## Written tasks
**A)** What purity does the gold refining discussion give as the industry standard for pure gold?
**B)** Revise the gold refining discussion from the words "I see the logic" through "as it fails.", putting "plating bath" in place of "electrolyte".
**C)** Write what comes next in the forum exchange on refining gold, picking up after its final sentence.

[BEGIN Provided text]

Thank you for your comments. Very helpful. Please read my next comment.
 
Harold_V said:
If the process in question revolves around melting existing gold with silver, to inquart----guaranteed---the method isn't worth a damn.

Sorry, but that's the way it is.

Reason?

When you electolytically part metals, they are best parted when they are of high purity. Matters not which type of metal you wish to discuss.

I see the logic in suggesting that the gold be alloyed with 75% silver, leaving the gold behind, but in practice there's a couple problems that you have not addressed. One of them is that the gold you'll inquart won't be pure gold----it will be alloyed with copper, silver, nickel and maybe even zinc and cadmium, or some other sacrificial element used to protect the alloy in gold when it's melted.

Net result? The silver that is deposited will be impure---plus the contaminants in the alloy will foul the electrolyte rapidly, drastically limiting it's useful life.

Second problem?
Yep--there is one.

As you remove silver from the inquarted gold, the remaining gold honeycomb will conduct well---eventually isolating the remaining silver and depleting your electrolyte. The operation will slam to a halt, but will start co-depositing copper and palladium (assuming it's present) as it fails.

I do not mean to be rude---but you don't have anything worth protecting---and you can rest assured, others have tried the same thing and failed, just as you will. If you are spending money for a patent, you will be far better served to stop before you have been bled dry. I speak from experience in having tried that very thing with copper. What I learned is that a wise person does not re-invent the wheel when he is not well versed in wheel technology. All too many hair brained ideas appear to be valid ---when in fact they are not----something that escapes you because you don't understand the problems.

One more thing to consider. The industry standard for pure gold is 9995. If your first operation doesn't yield gold of that quality, or greater, it will require further processing. That will pretty much negate any value in using the procedure you outlined----which will yield marginal quality in both silver and gold.

I hope I'm wrong with my assessment. If I am, I am prepared to offer you a public apology.

Harold

Thank you for your input. It is not about melting gold with silver, invention is purely refining gold. Silver is particularly interesting when gold alloy to be refined is gold-silver. If so silver will be pure on cathode when silver nitrate is used as electrolyte. Some amount of copper and other metals will not affect purity, however when their concentration in electrolyte will grow electrolyte should be replaced of course and old one recycled. This is true with Wohlwill procedure as well, but it is used widely. Think this way. Gold is not reacting, so we can forget about it. Remaining metals are silver and some other. If silver is more then 95% between remaining, I have essentially something like Wohlwill, silver can be obtained pure. When silver is lover, then purification affects only gold and remaining metals needs to be purified.

Regarding gold will conduct when it became honeycomb. It is true, but being filled with electrolyte electrochemical reaction will go as well. Proposed thickness was optimized for that. If you take half inch plate that will be difficult to refine.

Finally gold purity. I have 9993 which is indeed lower (by a small margin) then required. But that were first experiments, not well optimized, and in homemade apparatus. Unlike deposition on cathode where general purity is important and you can not get 9999 from 50% anode, purification on anode have two limitation. First, insoluble metals (PGM mainly). Second. When concentration of gold is high some molecules of base metals will be encapsulated by molecules of gold and not accessible by electrolyte. So with proper concentration of gold in alloy in the absence of PGM any purity can be achieved.

[END Provided text]
[BEGIN Data records]

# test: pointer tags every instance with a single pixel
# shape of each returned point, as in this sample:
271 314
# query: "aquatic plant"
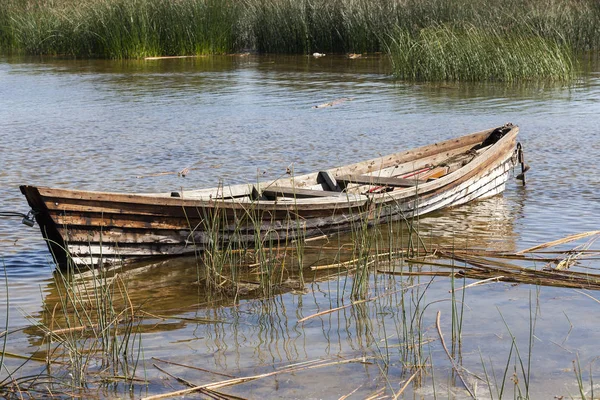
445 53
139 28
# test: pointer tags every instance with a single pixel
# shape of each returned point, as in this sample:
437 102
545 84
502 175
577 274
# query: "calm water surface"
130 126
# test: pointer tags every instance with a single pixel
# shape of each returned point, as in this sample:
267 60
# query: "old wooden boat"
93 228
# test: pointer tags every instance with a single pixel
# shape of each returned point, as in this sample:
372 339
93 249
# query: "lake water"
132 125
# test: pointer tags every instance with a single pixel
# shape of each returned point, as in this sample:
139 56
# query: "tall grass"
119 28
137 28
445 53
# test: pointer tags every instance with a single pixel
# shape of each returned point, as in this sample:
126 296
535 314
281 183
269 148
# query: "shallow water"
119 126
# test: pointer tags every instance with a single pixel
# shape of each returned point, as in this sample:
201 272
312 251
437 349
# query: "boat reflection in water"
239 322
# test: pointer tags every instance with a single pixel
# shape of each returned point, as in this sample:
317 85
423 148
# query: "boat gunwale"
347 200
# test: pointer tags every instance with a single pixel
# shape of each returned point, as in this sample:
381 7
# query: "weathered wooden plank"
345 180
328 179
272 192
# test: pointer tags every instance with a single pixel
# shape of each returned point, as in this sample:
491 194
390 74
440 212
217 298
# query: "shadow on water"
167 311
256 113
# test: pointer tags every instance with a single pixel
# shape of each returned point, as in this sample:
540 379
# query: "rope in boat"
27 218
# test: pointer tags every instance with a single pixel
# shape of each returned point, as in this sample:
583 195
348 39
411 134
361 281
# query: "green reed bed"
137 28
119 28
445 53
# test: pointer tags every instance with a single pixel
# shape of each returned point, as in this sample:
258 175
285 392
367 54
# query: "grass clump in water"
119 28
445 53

[END Data records]
[BEGIN Data records]

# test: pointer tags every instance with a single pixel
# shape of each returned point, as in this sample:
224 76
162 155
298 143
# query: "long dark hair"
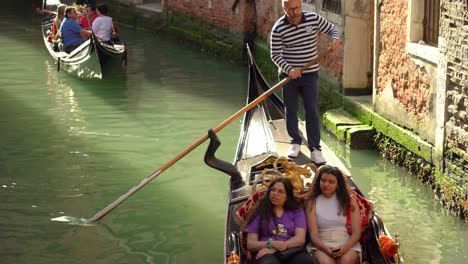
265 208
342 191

[END Data records]
[BEGIN Data records]

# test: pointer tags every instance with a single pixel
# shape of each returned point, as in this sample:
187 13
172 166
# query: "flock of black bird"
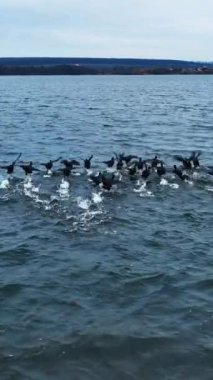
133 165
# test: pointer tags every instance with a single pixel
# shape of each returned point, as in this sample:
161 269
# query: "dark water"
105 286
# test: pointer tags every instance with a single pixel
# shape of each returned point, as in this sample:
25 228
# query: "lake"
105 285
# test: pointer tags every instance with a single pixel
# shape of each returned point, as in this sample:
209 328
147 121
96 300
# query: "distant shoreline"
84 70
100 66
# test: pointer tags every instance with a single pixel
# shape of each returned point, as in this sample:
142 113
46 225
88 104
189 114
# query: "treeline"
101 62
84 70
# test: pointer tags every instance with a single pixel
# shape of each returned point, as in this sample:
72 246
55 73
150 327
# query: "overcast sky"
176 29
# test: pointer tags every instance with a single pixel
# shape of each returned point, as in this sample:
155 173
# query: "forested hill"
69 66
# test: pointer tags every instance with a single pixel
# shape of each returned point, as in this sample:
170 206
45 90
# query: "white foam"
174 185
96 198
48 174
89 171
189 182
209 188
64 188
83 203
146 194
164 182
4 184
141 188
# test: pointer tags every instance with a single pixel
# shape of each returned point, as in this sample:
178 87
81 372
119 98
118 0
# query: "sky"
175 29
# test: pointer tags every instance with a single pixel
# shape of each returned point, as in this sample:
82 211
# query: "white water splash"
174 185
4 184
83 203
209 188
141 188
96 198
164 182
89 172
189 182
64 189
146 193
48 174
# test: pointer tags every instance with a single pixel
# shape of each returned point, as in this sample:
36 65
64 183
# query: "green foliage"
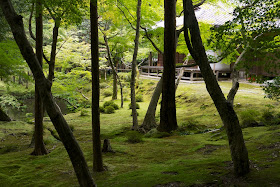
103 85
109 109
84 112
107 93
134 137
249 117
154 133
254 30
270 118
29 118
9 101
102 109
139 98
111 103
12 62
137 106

[END Data records]

## Outputs in order
**A)** The industry standard for pure gold is 9995.

**B)**
I see the logic in suggesting that the gold be alloyed with 75% silver, leaving the gold behind, but in practice there's a couple problems that you have not addressed. One of them is that the gold you'll inquart won't be pure gold----it will be alloyed with copper, silver, nickel and maybe even zinc and cadmium, or some other sacrificial element used to protect the alloy in gold when it's melted.

Net result? The silver that is deposited will be impure---plus the contaminants in the alloy will foul the plating bath rapidly, drastically limiting it's useful life.

Second problem?
Yep--there is one.

As you remove silver from the inquarted gold, the remaining gold honeycomb will conduct well---eventually isolating the remaining silver and depleting your plating bath. The operation will slam to a halt, but will start co-depositing copper and palladium (assuming it's present) as it fails.

**C)**
 
varords

I never received a copy from you, i think i'm one of the 5 first to ask for it (maybe i'm wrong...?)
I did got the summery from you in PM but was just waiting for you to send a file or a link for me to review...
 
samuel-a said:
varords

I never received a copy from you, i think i'm one of the 5 first to ask for it (maybe i'm wrong...?)
I did got the summery from you in PM but was just waiting for you to send a file or a link for me to review...
No. You are not one of the 5. Sorry you take it on you. You did not provide email address and I do not know that I can send attachment on this forum. Learned yesterday
 
varords said:
So with proper concentration of gold in alloy in the absence of PGM any purity can be achieved.
In the real world, where you will work with gold alloys of various descriptions, that isn't an option. The point I've tried to make is that the method you have patented isn't new--it's known to work to some degree, but it's also known to be fraught with problems, which I tried to address.

I mentioned depletion of electrolyte. That is, indeed, a very real scenario. I've experienced that very thing when parting silver that was in the neighborhood of 95% pure, with platinum and palladium the contaminants of note (along with some copper).

If you can successfully overcome the issues I've mentioned (including a consistent 9995 or better gold), you will have something of value. I expect that's not going to be easy, if possible at all. Remember---if you can't run random gold samples, it's not any better than any other system. There's no shortage of methods to refine gold, all of which work reasonably well.

Harold
 
Harold_V said:
varords said:
So with proper concentration of gold in alloy in the absence of PGM any purity can be achieved.
In the real world, where you will work with gold alloys of various descriptions, that isn't an option. The point I've tried to make is that the method you have patented isn't new--it's known to work to some degree, but it's also known to be fraught with problems, which I tried to address.

I mentioned depletion of electrolyte. That is, indeed, a very real scenario. I've experienced that very thing when parting silver that was in the neighborhood of 95% pure, with platinum and palladium the contaminants of note (along with some copper).

If you can successfully overcome the issues I've mentioned (including a consistent 9995 or better gold), you will have something of value. I expect that's not going to be easy, if possible at all. Remember---if you can't run random gold samples, it's not any better than any other system. There's no shortage of methods to refine gold, all of which work reasonably well.

Harold


I purified 10K scrap (200g) made from many jewelry items. To 9994 purity, which as I mentioned could be improved just by running cell slightly longer. Obviously that scrap have all metals.

I can not part silver 95% pure using my invention, it will not work. No more then 40% pure. Could you please describe what you do, may be we do not understand each other.
 
varords said:
I can not part silver 95% pure using my invention, it will not work. No more then 40% pure. Could you please describe what you do, may be we do not understand each other.
It's clear we aren't on the same wavelength.

My comment in regards to electrolyte depletion revolve around running a silver cell (which is what you are operating), parting an anode that was primarily silver (95%), plus platinum and palladium, which followed silver from inquartation.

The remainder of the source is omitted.